TEXT TO READ
####################
The Windfall Lake Gold project is located in the province of Quebec,
approximately 200 kilometres northeast of Val-d’Or and 115 kilometres
east of the town of Lebel-sur-Quévillon and is accessible year-round
through a network of well-maintained logging roads (Figure 1). The
property is located north of the 49th parallel and is subject to the
provisions of the James Bay and Northern Quebec Agreement executed in
1975. The Windfall Lake Gold project falls within the traditional
territory of the Waswanipi Cree First Nation.
The Windfall Lake property is 100 percent owned by Oban Mining Corp.
and comprises 285 individual claims covering an aggregate area of
approximately 12,400 hectares.
Eagle Hill Exploration Corporation, recently acquired by Oban Mining
Corp., has established an Advance Exploration Agreement with the Cree
First Nation of Waswanipi, the Grand Council of the Crees (Eeyou
Istchee), and the Cree Regional Authority regarding exploration and
development of the Windfall Lake Gold Project.
The Windfall Lake property occurs within the Urban-Barry Greenstone
Belt located in the eastern part of the Abitibi Subprovince. The
Urban-Barry Greenstone Belt has an east-west extent of 135 kilometres
and is 4 to 20 kilometres wide. Oban Mining is currently the largest
stakeholder in the Urban Barry Greenstone Belt with over 40% of the land
staked.
At the Windfall Lake deposit, the volcanic stratigraphy trends to the
northeast and dips moderately towards the southeast. The tholeiitic
volcanic rocks are intruded by a series of NE- to E-trending
calc-alkalic porphyry dikes that are intimately associated in space and
in time with the important gold mineralization. Alteration is
principally silica-sericite-tourmaline with a peripheral
chlorite-carbonate halo.
####################
GIVEN RECORDS
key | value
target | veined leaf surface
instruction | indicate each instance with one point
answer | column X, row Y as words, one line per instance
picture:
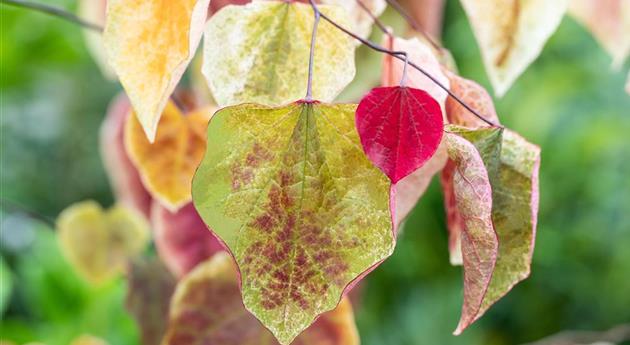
column 98, row 243
column 303, row 211
column 266, row 60
column 149, row 44
column 209, row 295
column 167, row 165
column 511, row 34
####################
REQUIRED TASKS
#1 From the passage on the Windfall Lake Gold project, output the portion that begins at the words "At the Windfall" and ends after the words "chlorite-carbonate halo.", copied word for word.
#2 Render this sentence from the passage on the Windfall Lake Gold project in Spanish: "The Urban-Barry Greenstone Belt has an east-west extent of 135 kilometres and is 4 to 20 kilometres wide."
#3 Supply the next part of the passage on the Windfall Lake Gold project, starting after its final sentence.

EXERCISE RESPONSES
#1
At the Windfall Lake deposit, the volcanic stratigraphy trends to the
northeast and dips moderately towards the southeast. The tholeiitic
volcanic rocks are intruded by a series of NE- to E-trending
calc-alkalic porphyry dikes that are intimately associated in space and
in time with the important gold mineralization. Alteration is
principally silica-sericite-tourmaline with a peripheral
chlorite-carbonate halo.

#2 El cinturón de rocas verdes de Urban-Barry tiene una extensión este-oeste de 135 kilómetros y una anchura de 4 a 20 kilómetros.

#3
Figure 2. Geology map of the Abitibi Greenstone Belt with location of the Windfall Property in the Urban-Barry belt
Gold mineralization
The most significant gold mineralization defined to date on the
Windfall Lake Property occurs in the Main Zone, located in central-south
portion of the property. Additional gold mineralization is also present
in the peripheral F-11, F-17, and F-51 zones (Figure 3).
The gold mineralization in the Main Zone occurs in several
sub-vertical, northeast-trending lenses measuring between 2 and 35
meters in horizontal thickness. To date, better lateral and vertical
continuity has been identified as a series of sub parallel lenses along
the corridors of Zone 27, Caribou, and Mallard that all have the same
style of gold mineralization associated with sulphide replacement,
generally pyrite, occurring as disseminations, stockworks and breccias.
Within the lenses, there are a number of sub-horizontal to shallow
easterly plunging, higher grade, and more continuous shoots extending
for over 700 meters along strike.
The gold-bearing pyrite stockwork mainly consists of pyrite stringers
with minor tourmaline needles; the stringers are typically less than 1
centimeter in thickness and are oriented in several directions (Figure
4). Trace amounts of chalcopyrite, sphalerite, pyrrhotite, arsenopyrite,
tetrahedrite, and bismuth sulfosalts are also present around pyrite
grains but also as inclusions in pyrite of the pyrite stockwork. Specks
of gold are sometimes visible in the pyrite stringers and also in
semi-massive sulphide bands, tourmaline veins or in the altered part of
the rock around these features.
The stockwork mineralization is hosted within volcanic rocks and
various generations of porphyry dikes except for the Red Dog dikes,
which postdate the emplacement of the pyrite stockwork. Some of the
fragments in porphyry dikes were altered and mineralized prior to being
brecciated and porphyry dikes locally crosscut the pyrite stockwork
mineralization, suggesting that emplacement of the gold mineralization
was broadly coeval with the intrusion of the porphyry dikes. The
distribution of the pyrite stockwork is greatly influenced by the
geometry of the dikes, specifically for Zone 27 and the Caribou
corridor, which are spatially associated with 2- to 30-metre thick
northeast-trending porphyry dikes (Figure 5)
Gold mineralization (several ounces per tonne) is locally associated
with brecciated quartz veins with colloform and crustiform banding
(Figure 6). The veins are moderately dipping and trend
northeast-southwest. The largest zone is vein 466 in the Zone 27
corridor with a strike extent of 300 metres and a dip extent of 200
metres. At a minimum width of 0.5 metres and an average width of
approximately 1.5 metres, the colloform-crustiform veins can reach a
thickness nearly 6 metres, locally.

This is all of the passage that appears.